» Task material:

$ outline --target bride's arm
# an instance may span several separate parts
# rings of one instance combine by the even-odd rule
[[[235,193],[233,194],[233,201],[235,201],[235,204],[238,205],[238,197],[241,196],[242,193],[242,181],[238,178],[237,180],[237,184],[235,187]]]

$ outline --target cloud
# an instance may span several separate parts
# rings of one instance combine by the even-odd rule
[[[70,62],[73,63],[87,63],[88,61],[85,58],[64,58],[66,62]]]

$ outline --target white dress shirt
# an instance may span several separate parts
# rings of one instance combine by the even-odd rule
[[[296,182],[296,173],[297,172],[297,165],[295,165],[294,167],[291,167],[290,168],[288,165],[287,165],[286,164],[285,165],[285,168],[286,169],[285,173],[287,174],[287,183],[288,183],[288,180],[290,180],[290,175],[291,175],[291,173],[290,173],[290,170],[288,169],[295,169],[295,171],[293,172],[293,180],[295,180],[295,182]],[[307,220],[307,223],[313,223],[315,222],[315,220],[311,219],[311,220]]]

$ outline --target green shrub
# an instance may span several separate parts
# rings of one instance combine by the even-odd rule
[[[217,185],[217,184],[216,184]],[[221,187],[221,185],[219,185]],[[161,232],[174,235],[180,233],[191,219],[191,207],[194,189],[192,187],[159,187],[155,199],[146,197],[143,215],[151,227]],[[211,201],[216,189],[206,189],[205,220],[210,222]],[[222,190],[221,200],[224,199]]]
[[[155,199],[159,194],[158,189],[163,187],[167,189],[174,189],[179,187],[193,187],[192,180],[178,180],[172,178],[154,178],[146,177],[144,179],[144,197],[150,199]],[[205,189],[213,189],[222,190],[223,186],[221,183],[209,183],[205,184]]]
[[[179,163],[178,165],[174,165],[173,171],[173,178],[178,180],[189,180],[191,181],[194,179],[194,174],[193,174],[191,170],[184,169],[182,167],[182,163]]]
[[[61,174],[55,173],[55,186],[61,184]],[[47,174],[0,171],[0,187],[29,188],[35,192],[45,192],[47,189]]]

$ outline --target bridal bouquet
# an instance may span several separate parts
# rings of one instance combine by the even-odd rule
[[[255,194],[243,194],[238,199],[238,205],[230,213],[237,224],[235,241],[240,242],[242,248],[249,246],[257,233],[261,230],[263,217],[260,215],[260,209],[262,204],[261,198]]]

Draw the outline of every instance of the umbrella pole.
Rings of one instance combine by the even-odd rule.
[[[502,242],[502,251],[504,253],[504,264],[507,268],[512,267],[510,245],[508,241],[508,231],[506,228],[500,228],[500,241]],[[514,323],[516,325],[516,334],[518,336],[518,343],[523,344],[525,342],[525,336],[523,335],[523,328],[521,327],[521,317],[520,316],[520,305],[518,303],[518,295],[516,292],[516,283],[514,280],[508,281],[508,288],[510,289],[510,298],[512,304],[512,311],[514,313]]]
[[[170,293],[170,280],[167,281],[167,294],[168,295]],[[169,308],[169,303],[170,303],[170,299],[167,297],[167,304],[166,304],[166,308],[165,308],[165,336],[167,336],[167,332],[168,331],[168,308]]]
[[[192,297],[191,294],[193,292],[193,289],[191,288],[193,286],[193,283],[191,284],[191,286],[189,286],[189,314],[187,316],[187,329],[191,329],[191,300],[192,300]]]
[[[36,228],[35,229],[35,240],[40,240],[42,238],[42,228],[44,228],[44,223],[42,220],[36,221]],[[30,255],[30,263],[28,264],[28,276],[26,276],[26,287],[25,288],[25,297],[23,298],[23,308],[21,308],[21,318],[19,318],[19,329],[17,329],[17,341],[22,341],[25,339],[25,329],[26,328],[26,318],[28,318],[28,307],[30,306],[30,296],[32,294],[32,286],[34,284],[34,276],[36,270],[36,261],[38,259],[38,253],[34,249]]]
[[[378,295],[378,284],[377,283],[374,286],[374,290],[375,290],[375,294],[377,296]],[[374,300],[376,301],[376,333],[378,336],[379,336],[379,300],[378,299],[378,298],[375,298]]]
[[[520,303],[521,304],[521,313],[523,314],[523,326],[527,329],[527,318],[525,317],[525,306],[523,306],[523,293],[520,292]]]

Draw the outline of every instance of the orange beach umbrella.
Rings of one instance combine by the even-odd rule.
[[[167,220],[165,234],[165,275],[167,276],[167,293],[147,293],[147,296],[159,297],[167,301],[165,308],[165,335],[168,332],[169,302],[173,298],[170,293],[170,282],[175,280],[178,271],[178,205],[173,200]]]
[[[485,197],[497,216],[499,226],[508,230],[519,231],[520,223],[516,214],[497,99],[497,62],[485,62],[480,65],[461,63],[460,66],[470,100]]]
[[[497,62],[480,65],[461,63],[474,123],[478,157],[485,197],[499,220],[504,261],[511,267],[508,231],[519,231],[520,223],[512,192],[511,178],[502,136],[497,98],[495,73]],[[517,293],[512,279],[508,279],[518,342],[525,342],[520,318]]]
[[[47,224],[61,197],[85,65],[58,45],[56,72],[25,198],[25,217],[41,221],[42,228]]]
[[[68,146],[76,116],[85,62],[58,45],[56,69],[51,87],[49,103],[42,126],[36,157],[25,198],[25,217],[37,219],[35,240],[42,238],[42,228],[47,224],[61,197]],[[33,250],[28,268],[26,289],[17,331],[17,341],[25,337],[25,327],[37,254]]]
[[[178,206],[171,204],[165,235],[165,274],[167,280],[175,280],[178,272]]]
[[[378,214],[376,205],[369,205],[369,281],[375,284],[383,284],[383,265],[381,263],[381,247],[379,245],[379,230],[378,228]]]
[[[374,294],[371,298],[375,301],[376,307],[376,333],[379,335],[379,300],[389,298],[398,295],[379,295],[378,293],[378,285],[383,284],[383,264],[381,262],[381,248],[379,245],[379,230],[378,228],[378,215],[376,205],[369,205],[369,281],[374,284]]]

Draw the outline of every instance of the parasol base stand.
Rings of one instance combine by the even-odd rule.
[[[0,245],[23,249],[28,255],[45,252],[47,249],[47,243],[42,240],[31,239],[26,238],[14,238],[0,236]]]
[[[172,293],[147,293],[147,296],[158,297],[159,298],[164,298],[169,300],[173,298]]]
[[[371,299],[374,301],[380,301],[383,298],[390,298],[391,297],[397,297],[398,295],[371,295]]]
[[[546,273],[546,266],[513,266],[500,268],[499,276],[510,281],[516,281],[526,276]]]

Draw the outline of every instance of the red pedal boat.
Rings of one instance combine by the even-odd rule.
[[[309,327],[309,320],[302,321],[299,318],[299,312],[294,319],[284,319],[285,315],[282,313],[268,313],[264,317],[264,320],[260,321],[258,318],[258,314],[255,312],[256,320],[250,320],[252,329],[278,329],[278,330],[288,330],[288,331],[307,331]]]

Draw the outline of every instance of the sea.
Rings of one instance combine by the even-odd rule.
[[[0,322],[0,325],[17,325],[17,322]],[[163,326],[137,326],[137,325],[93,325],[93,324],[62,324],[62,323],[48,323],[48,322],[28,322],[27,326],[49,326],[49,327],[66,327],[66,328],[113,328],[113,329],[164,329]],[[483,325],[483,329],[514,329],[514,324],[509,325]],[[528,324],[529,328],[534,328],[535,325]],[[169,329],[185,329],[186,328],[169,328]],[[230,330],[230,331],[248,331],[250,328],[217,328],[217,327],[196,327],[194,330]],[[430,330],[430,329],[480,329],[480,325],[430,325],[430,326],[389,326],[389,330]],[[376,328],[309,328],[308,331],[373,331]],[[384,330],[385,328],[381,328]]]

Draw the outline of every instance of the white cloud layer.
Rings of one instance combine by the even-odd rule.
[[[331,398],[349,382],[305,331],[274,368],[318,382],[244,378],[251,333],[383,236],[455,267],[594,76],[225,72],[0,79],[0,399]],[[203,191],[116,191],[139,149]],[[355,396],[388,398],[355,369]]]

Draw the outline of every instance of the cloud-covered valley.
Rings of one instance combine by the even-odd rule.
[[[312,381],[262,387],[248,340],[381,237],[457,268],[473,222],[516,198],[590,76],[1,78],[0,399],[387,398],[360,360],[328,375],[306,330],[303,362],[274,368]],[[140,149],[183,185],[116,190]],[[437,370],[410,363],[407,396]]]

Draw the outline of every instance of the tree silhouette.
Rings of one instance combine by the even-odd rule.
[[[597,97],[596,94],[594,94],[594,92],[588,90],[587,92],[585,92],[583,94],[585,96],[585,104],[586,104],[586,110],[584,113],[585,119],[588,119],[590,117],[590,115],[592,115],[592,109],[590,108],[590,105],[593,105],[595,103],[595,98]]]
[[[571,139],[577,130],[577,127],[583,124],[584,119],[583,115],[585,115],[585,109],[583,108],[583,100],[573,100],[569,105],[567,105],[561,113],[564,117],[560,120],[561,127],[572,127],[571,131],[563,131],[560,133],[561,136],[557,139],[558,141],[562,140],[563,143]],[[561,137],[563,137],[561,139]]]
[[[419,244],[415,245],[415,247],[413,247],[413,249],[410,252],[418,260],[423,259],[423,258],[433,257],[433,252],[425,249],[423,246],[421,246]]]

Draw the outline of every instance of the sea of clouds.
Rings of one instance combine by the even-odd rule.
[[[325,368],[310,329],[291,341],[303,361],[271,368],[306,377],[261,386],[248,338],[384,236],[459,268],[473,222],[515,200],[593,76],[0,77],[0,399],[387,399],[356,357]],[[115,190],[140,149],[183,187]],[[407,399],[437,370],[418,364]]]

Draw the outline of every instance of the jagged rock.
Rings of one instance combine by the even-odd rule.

» What you need to do:
Reproduce verbatim the part of the entries that opens with the line containing "Draw the outline of every instance of the cloud-covered" and closes with the last line of the entries, both ends included.

» Written answer:
Draw the outline of every instance of the cloud-covered valley.
Rings of one instance combine by the even-odd rule.
[[[312,381],[262,387],[248,340],[381,237],[457,268],[473,222],[516,198],[590,76],[1,78],[0,399],[387,398],[360,360],[328,375],[306,330],[303,362],[274,368]],[[140,149],[183,185],[116,190]],[[437,370],[410,363],[407,396]]]

Draw the outline of every instance of the tree silhouette.
Rings of one instance combine by the even-odd rule.
[[[597,97],[596,94],[594,94],[594,92],[588,90],[587,92],[585,92],[583,94],[585,96],[585,104],[586,104],[586,110],[584,113],[585,119],[588,119],[590,117],[590,115],[592,115],[592,109],[590,108],[590,105],[593,105],[595,103],[595,98]]]
[[[571,139],[577,130],[577,127],[583,124],[584,119],[583,115],[585,115],[585,109],[583,108],[583,100],[573,100],[569,105],[567,105],[561,113],[564,117],[560,120],[561,127],[572,127],[571,131],[563,131],[560,133],[561,136],[557,139],[558,141],[562,140],[563,143]],[[561,137],[563,137],[561,139]]]
[[[419,244],[415,245],[415,247],[413,247],[413,249],[410,252],[418,260],[423,259],[423,258],[433,257],[433,252],[425,249],[423,246],[421,246]]]

Draw the outline of every instance of the sea of clouds.
Rings of one instance combine by the even-odd rule.
[[[325,368],[310,329],[291,341],[303,361],[271,368],[306,377],[261,386],[248,338],[384,236],[459,268],[473,222],[515,200],[593,76],[0,77],[0,399],[387,399],[356,357]],[[115,190],[140,149],[183,187]],[[407,399],[437,370],[418,364]]]

Draw the outline of every instance of the jagged rock.
Rings of one instance combine by the even-odd rule.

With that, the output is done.